▶ _Exercise prompt_:
Can you rewrite every item below, substituting "car tire" for "vehicle tire" and changing nothing else? Leave the pictures out.

---

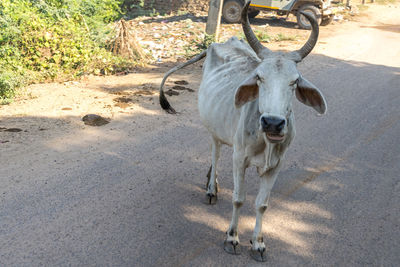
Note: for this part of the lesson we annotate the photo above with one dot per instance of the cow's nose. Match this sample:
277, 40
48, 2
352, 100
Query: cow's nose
272, 124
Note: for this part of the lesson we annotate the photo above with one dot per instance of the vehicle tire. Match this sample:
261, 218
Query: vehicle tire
253, 13
302, 21
326, 20
232, 10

---

▶ _Result of this task_:
Note: for this part of the lesson we annotate the photo above with one dot per instance of the cow's nose. Match this sample:
277, 40
48, 2
352, 100
Query: cow's nose
272, 124
Note: for this part of the lesson we annotate the photo above with one dot per instance of the car tire. Match this sample:
261, 218
Query: car tire
253, 13
302, 21
326, 20
232, 10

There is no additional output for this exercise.